LeetCode 1674 - Minimum Moves to Make Array Complementary

The problem requires us to transform an array nums of even length n into a complementary array. An array is complementar

leetcodemediumarrayhash-tableprefix-sum

LeetCode Problem 1674

Difficulty: 🟡 Medium
Topics: Array, Hash Table, Prefix Sum

Solution

Problem Understanding

The problem requires us to transform an array nums of even length n into a complementary array. An array is complementary if for every index i, the sum of nums[i] + nums[n - 1 - i] is the same constant value. Each element in nums can be changed to any integer in the range [1, limit] in one move, and we want to determine the minimum number of moves to achieve this property.

In simpler terms, we are pairing elements symmetrically from the ends of the array and trying to make all pairs sum to the same number using as few replacements as possible. The key observations are that every element can change within [1, limit] and that we only need to consider sums of pairs, not individual elements in isolation.

The constraints tell us that n can be up to 10^5 and limit can be up to 10^5, which rules out solutions that iterate through all possible sums or modify elements naively. Edge cases include arrays that are already complementary, arrays that require maximum changes, and arrays where limit is very small or very large relative to the elements.

Important guarantees: the array length n is even, and all nums[i] are within [1, limit].

• [DATASET EXCERPTS]:

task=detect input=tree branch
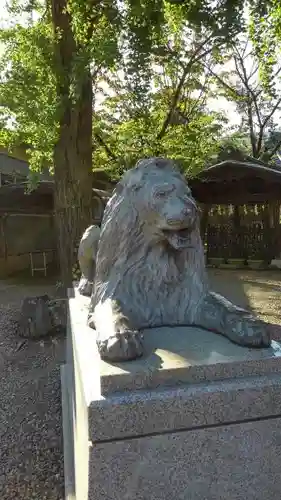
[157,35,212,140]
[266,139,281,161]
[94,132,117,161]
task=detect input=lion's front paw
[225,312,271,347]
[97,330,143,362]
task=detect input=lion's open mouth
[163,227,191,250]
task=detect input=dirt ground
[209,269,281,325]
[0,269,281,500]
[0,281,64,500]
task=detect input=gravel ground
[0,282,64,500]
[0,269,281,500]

==

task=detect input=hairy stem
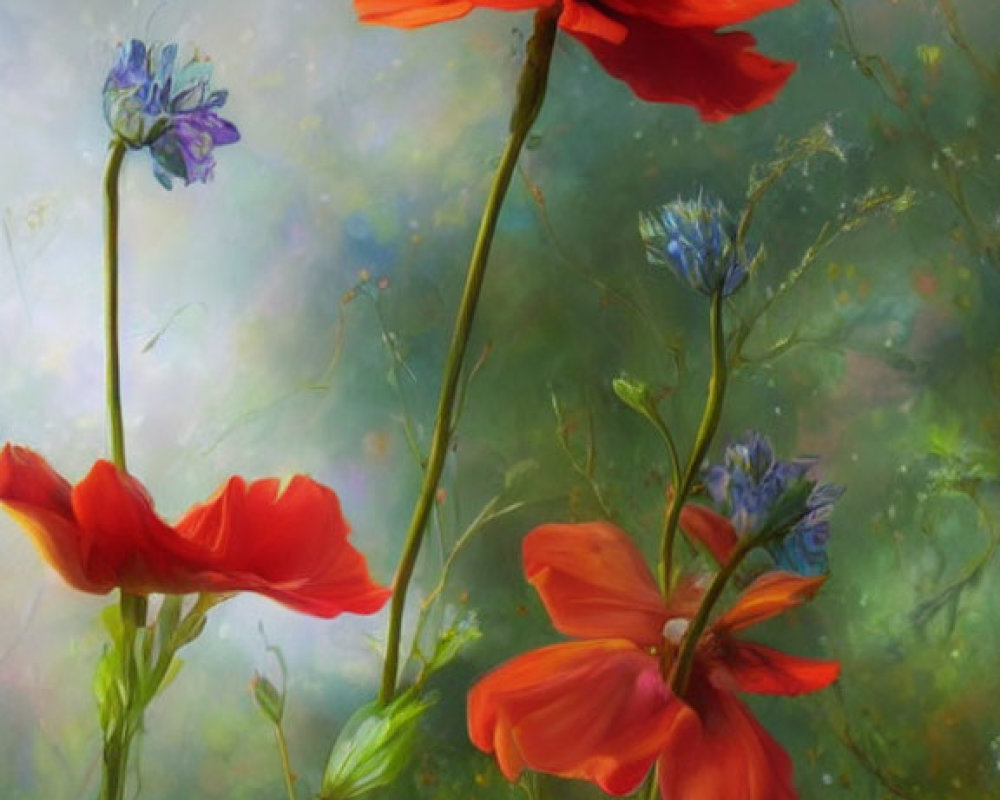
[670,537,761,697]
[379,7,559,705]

• [DIRECTIVE 1]:
Please list every topic named on the "Topics:" line of the LeetCode 1674 write-up.
• [DIRECTIVE 2]:
Print the part of the LeetCode 1674 write-up that opens with the words containing "leetcodemediumarrayhash-tableprefix-sum" and closes with "elements in isolation.".
The records are separate from the LeetCode 1674 write-up.

• [REPLY 1]:
Array, Hash Table, Prefix Sum

• [REPLY 2]:
leetcodemediumarrayhash-tableprefix-sum

LeetCode Problem 1674

Difficulty: 🟡 Medium
Topics: Array, Hash Table, Prefix Sum

Solution

Problem Understanding

The problem requires us to transform an array nums of even length n into a complementary array. An array is complementary if for every index i, the sum of nums[i] + nums[n - 1 - i] is the same constant value. Each element in nums can be changed to any integer in the range [1, limit] in one move, and we want to determine the minimum number of moves to achieve this property.

In simpler terms, we are pairing elements symmetrically from the ends of the array and trying to make all pairs sum to the same number using as few replacements as possible. The key observations are that every element can change within [1, limit] and that we only need to consider sums of pairs, not individual elements in isolation.